**Text shown:**
::::

So, it seems the church is shrinking.
The mosque and synagogue, too, for that matter. Not that this is breaking news. It has long been known that the numbers of Americans who belong to religious organizations are dwindling. But last month, that decline hit a milestone. For the first time since Gallup began tracking religious membership back in 1937, it has dropped below half. Back then, 73% of us belonged to some house of worship. Today, just 48% do.
Experts cite multiple reasons for the slippage, including the Catholic Church’s many sex scandals, growing distrust of institutions in general and a modern disinclination to be pigeonholed into any single theological tradition. While there is surely merit to all those observations, it seems likely that where Christianity — more specifically, the white, evangelical church — is concerned, there is also another explanation for the disappearance of the missing congregants:
They were driven away.

::::

**Written instruction A:**
According to the text about religious membership, what share of Americans belong to a house of worship today?
**Written instruction B:**
Write out the stretch of the text on religious membership from "The mosque and" through "just 48% do.", replacing "Gallup" with "the pollster".

::::

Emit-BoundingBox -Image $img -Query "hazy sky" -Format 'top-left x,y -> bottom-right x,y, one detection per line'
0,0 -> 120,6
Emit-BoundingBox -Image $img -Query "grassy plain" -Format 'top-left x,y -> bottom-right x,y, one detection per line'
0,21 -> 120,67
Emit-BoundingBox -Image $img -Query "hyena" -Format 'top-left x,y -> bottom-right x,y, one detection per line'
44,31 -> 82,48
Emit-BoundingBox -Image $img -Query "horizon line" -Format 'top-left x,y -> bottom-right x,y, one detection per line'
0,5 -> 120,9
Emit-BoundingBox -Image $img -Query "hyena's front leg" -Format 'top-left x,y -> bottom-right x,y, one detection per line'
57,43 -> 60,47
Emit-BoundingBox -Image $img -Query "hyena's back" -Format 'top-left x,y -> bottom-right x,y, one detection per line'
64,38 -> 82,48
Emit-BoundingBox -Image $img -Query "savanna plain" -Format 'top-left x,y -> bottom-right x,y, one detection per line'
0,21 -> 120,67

::::

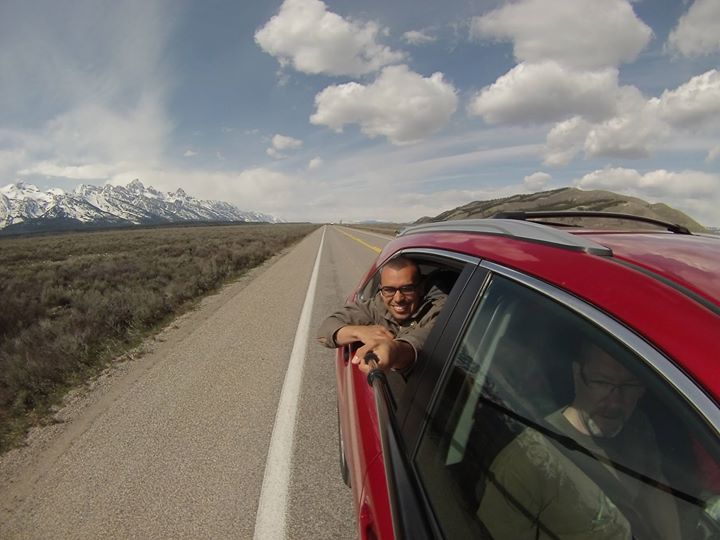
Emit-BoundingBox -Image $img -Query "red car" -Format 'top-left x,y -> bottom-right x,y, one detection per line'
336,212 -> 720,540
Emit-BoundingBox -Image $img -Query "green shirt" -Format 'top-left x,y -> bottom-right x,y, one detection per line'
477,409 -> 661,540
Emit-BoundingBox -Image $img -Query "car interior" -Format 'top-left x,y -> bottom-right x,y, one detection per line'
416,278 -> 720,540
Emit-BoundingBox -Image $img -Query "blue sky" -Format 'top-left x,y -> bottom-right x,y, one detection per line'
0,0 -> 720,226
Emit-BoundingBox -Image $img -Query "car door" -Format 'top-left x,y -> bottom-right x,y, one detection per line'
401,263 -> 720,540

::::

**Exercise solution A:**
48%

**Exercise solution B:**
The mosque and synagogue, too, for that matter. Not that this is breaking news. It has long been known that the numbers of Americans who belong to religious organizations are dwindling. But last month, that decline hit a milestone. For the first time since the pollster began tracking religious membership back in 1937, it has dropped below half. Back then, 73% of us belonged to some house of worship. Today, just 48% do.